◆ **Short problem**
Only the lines starting at the one that contains "sample: [199, 169]." and running to the end should be repeated, exactly as written.

◆ **Record excerpts**
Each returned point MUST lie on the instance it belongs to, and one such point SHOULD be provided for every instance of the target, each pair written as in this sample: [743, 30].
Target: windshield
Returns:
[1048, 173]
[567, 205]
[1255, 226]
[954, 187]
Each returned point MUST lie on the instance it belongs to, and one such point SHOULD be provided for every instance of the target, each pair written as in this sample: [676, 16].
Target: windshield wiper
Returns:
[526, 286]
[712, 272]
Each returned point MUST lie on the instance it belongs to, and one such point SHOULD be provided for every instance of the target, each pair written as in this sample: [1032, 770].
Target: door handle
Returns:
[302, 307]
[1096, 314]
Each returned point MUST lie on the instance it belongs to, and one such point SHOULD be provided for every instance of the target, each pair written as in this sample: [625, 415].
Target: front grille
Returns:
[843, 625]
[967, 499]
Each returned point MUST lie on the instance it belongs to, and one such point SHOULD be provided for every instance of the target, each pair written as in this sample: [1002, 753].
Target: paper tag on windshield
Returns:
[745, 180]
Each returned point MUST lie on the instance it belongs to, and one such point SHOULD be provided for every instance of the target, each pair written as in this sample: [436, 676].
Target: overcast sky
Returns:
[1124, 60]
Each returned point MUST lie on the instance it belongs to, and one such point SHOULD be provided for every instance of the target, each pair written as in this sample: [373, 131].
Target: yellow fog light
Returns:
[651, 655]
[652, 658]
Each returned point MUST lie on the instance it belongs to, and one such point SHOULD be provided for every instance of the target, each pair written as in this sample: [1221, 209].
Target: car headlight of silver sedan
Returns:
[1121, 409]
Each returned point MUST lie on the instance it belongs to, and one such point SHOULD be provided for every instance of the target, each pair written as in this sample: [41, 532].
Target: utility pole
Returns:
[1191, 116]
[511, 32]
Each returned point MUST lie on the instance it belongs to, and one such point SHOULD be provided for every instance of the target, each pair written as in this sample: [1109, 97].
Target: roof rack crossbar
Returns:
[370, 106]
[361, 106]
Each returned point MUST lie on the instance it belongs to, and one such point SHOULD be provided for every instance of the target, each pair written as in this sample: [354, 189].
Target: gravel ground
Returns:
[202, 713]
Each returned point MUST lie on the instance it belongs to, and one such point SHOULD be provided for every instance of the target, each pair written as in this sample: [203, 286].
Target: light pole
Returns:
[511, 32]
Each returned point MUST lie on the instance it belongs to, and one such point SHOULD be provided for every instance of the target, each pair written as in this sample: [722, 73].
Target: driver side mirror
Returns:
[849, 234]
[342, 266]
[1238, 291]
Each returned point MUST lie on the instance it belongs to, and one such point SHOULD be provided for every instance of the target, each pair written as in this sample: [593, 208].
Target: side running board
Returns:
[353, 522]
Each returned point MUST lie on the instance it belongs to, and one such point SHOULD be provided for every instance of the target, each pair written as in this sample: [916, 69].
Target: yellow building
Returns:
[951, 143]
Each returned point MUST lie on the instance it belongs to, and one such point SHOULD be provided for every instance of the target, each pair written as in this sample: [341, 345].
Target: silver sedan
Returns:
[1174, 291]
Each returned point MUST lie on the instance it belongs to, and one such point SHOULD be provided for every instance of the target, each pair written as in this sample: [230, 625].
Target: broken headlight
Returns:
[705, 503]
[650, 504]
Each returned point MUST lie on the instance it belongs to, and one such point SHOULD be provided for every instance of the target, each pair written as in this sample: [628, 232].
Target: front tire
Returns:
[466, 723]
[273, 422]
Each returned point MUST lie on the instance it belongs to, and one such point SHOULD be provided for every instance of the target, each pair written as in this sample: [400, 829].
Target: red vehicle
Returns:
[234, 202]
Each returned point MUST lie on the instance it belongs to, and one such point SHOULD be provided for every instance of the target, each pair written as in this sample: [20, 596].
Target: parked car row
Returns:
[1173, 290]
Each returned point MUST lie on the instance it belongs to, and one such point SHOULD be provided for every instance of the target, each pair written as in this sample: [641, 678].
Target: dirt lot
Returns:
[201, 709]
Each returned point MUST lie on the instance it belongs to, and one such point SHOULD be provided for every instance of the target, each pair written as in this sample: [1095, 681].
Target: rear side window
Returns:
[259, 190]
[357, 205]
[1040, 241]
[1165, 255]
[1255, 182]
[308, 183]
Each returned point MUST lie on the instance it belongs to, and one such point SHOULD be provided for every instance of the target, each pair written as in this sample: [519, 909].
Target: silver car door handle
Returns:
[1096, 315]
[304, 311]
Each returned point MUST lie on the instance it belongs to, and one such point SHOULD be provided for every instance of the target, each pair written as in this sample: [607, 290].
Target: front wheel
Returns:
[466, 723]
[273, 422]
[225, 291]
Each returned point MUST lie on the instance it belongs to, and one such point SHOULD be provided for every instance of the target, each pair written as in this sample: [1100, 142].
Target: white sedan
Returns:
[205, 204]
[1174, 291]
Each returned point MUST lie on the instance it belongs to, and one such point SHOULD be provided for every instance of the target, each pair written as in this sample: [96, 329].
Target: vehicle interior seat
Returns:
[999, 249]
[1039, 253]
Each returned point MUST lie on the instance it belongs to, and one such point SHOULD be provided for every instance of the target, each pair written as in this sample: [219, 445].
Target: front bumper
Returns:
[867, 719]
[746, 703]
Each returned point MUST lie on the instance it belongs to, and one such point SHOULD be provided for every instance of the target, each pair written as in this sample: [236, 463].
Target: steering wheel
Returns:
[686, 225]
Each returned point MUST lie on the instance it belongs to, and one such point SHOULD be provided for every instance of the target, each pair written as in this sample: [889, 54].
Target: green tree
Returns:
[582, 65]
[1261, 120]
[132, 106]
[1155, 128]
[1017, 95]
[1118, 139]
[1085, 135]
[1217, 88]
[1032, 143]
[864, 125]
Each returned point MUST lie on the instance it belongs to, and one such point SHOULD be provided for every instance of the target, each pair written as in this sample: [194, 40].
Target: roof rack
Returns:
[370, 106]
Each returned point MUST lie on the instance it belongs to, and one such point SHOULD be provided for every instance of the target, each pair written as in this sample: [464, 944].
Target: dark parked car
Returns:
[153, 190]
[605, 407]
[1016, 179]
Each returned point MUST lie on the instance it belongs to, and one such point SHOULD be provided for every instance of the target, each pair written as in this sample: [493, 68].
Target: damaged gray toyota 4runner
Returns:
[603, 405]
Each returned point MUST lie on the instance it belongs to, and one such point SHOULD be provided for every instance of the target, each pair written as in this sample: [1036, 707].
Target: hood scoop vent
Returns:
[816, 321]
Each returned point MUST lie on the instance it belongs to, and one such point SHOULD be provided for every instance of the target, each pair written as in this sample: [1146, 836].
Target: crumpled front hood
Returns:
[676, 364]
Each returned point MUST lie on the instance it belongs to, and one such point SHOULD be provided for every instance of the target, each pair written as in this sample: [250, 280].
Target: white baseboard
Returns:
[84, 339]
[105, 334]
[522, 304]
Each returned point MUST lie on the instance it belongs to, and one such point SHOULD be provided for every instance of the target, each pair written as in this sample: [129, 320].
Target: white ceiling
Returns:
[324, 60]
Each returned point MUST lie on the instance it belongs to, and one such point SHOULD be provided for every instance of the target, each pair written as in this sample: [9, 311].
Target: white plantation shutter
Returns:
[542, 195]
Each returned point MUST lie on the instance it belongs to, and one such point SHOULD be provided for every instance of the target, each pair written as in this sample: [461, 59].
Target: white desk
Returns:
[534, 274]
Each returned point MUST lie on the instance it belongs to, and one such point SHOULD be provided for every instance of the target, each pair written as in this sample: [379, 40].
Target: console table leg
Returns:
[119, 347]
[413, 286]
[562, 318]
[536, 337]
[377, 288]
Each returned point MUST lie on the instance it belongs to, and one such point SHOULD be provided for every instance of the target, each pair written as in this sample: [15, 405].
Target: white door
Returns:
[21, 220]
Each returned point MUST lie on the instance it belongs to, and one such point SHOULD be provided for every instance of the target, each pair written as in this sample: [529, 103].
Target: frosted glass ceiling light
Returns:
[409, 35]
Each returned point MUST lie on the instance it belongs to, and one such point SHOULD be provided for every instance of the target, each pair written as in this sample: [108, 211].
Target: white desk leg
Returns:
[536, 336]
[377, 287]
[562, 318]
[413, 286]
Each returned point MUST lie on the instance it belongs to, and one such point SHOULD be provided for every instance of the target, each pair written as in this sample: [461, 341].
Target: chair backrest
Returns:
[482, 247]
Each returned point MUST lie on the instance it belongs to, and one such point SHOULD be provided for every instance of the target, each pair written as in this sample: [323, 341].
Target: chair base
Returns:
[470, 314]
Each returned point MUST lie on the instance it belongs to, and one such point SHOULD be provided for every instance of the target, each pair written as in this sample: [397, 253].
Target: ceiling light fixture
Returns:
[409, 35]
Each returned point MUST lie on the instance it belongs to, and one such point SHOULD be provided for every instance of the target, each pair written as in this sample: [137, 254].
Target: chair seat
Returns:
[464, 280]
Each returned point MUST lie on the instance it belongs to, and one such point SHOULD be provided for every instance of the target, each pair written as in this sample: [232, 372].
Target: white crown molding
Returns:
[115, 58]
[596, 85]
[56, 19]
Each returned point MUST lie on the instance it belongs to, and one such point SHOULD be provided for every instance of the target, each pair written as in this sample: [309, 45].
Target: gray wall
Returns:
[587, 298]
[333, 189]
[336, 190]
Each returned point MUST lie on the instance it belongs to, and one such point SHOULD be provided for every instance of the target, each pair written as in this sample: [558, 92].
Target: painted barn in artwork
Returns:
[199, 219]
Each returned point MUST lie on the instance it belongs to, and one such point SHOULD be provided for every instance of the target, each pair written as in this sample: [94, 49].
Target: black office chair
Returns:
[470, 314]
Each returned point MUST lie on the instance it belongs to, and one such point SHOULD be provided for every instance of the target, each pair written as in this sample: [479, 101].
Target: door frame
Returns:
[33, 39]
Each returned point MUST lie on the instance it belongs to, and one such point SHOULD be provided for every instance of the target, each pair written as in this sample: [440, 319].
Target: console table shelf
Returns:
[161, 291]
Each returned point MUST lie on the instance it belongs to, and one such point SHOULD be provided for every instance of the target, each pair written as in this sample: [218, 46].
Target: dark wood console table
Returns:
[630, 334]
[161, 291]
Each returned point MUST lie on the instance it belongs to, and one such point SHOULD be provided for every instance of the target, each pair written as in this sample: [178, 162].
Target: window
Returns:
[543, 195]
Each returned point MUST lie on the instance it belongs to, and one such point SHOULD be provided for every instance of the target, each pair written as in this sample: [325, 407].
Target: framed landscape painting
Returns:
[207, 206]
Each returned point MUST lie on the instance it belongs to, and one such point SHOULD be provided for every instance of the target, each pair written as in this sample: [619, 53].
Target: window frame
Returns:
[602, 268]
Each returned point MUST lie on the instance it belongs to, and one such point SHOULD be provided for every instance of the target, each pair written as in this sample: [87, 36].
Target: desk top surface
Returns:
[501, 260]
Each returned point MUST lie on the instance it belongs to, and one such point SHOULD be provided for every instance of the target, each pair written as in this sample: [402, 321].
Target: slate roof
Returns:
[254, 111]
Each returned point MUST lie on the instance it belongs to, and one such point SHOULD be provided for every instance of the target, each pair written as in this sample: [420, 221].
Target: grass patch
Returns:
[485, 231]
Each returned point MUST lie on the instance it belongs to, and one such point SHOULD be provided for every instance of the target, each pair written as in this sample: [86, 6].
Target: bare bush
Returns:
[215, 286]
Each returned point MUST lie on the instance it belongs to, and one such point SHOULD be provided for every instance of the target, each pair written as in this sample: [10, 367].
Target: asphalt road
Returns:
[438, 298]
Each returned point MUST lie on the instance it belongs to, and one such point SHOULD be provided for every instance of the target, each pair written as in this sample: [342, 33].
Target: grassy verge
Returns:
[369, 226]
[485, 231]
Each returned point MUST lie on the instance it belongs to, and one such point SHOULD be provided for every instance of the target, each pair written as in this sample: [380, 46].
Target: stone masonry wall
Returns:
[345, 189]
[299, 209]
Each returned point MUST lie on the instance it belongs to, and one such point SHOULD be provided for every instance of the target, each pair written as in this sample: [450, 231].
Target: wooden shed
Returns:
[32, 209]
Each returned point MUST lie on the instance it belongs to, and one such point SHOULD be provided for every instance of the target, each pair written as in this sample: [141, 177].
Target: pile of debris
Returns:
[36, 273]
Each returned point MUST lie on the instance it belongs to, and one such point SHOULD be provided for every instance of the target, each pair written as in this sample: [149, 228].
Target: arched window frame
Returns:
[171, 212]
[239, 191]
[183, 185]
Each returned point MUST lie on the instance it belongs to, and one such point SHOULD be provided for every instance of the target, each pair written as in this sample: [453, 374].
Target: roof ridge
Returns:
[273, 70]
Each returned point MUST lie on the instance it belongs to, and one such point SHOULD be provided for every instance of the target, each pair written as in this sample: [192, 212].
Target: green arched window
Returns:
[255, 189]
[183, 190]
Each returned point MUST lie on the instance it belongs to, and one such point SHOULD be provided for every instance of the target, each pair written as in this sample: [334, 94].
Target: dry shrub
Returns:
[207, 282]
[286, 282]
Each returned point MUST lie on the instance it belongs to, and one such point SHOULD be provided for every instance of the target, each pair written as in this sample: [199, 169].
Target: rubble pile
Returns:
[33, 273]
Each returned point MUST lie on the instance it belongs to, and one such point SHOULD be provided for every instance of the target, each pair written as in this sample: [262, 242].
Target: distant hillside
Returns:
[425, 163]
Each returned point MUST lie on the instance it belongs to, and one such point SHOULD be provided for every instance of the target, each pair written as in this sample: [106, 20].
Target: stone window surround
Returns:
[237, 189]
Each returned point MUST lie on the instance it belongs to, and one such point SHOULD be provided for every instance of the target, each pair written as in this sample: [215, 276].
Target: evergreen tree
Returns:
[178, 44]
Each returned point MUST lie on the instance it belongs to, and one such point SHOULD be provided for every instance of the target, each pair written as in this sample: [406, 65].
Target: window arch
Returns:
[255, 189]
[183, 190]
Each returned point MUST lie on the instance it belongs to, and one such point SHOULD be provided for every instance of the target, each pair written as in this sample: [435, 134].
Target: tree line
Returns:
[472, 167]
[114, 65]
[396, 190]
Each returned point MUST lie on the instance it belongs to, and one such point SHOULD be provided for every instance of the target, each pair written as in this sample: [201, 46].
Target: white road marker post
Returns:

◆ **Response to this task**
Each returned point MUST lie on the instance it belongs to, and one such point SHOULD be provided for every instance of the target, each pair written as in this sample: [199, 169].
Target: rubble pile
Returns:
[33, 273]
Each returned point MUST lie on the instance it belongs to, and one such point SHOULD be provided for every instance of the target, each pair written as in this sample: [262, 242].
Target: distant hillside
Returns:
[425, 163]
Each returned point MUST lie on the instance it belongs to, and one such point SHOULD be provided for every instance of the target, each pair written as in this sample: [106, 20].
Target: stone window surround
Returns:
[237, 189]
Each returned point MUST lie on the instance it belongs to, and one such point SHOULD be provided for every instance of the target, each pair written as in this sample: [215, 276].
Target: evergreen tree
Returns:
[178, 44]
Each returned point MUST lie on the instance it belongs to, and one such point SHOULD be provided for every instance of the target, each pair written as in this sample: [406, 65].
Target: window arch
Returns:
[255, 189]
[183, 190]
Each returned point MUST lie on the instance it belongs to, and one such point SHOULD be provided for every instance of the target, each pair written as in this sample: [435, 134].
Target: tree line
Returns:
[472, 167]
[114, 65]
[396, 190]
Each returned point MUST lie on the instance it belongs to, and one such point SHOULD be provided for every instance of the target, each pair written as in this sample: [201, 46].
Target: white road marker post
Returns:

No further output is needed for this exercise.